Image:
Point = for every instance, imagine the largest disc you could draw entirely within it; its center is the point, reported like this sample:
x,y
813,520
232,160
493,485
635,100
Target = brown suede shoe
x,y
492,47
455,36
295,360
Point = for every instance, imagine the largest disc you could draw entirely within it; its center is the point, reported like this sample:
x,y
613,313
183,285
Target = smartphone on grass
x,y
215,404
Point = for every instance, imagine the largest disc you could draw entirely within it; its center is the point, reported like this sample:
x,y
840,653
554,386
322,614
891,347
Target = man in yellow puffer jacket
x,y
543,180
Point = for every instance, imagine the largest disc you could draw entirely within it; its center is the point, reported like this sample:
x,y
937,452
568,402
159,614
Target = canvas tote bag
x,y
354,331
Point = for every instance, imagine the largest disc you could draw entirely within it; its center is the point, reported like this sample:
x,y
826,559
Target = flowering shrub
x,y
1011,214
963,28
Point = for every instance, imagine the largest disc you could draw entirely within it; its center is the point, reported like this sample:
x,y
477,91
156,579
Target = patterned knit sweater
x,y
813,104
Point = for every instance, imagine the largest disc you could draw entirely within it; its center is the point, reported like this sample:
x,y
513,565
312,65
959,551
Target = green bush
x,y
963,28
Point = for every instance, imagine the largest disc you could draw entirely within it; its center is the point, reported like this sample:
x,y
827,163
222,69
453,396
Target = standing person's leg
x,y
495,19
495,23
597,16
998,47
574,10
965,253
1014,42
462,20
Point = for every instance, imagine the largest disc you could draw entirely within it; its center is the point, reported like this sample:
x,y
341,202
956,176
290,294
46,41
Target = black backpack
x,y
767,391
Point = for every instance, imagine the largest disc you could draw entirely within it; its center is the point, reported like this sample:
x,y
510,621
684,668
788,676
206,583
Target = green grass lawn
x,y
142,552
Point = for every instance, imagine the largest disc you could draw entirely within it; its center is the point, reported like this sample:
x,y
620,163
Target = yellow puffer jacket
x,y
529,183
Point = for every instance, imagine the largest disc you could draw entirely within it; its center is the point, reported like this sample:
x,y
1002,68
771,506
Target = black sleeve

::::::::::

#### [The exercise]
Above are the records; retype every one exactly.

#### [Problem solution]
Image:
Point = for every instance, imagine the largest disc you could draw entirely within it; its center is the point, reported like this sample:
x,y
813,520
232,160
493,485
635,100
Target = brown suede shoe
x,y
492,47
455,36
295,360
Point = for every instance, imagine the largest disc you could draw entirely within it; its center is the point, reported like this sample:
x,y
613,313
183,285
Target = smartphone on grass
x,y
215,404
Point = for every instance, imagine the largest disc you could draw entirely within it; its center is the point, reported like this sample:
x,y
840,653
554,386
322,614
891,347
Target = man in yellow puffer jacket
x,y
543,180
Point = for every instance, imagine the largest disc you could draw entirely within it; its center is the point, reported like this sample:
x,y
937,452
568,402
159,614
Target = canvas tote bag
x,y
354,331
Point = for every instance, imagine the largest disc you could draw entirely within it; its center is the point, reported like this sample:
x,y
826,559
Target = flowering shrub
x,y
1011,214
963,28
Point = for every instance, imagine the largest disc you could draw entirely within it; its center is the point, reported like this sample:
x,y
477,91
156,579
Target = patterned knit sweater
x,y
813,104
Point = for every instance, imagine the largest disc you could draw entirely within it; its center is the point, reported like this sample:
x,y
513,565
312,65
959,551
Target = green bush
x,y
963,28
Point = for every instance, imagine the largest disc you could draw entirely within it; its center is the point, reported like this sample:
x,y
827,163
222,69
453,396
Target = standing person's leg
x,y
495,19
495,23
597,16
998,47
574,10
965,253
1014,42
462,20
Point = for every instance, imagine the largest disc you could draw entirely within it; its center is the point, reported like this sample:
x,y
341,202
956,176
290,294
46,41
Target = black backpack
x,y
767,391
Point = for every instance, imagine the largest disc you could draw entirely within it; its center is the point, reported like this sample:
x,y
510,621
684,668
788,676
206,583
Target = green grass lawn
x,y
142,552
Point = for every instance, imagine the largest disc you could draw entirely within it; its center is the point, reported like this sample:
x,y
620,163
Target = yellow puffer jacket
x,y
529,183
Point = for every instance, imagine the largest disc you could draw entirely within it; its center is the point, reported like this sample:
x,y
1002,68
771,506
Target = black sleeve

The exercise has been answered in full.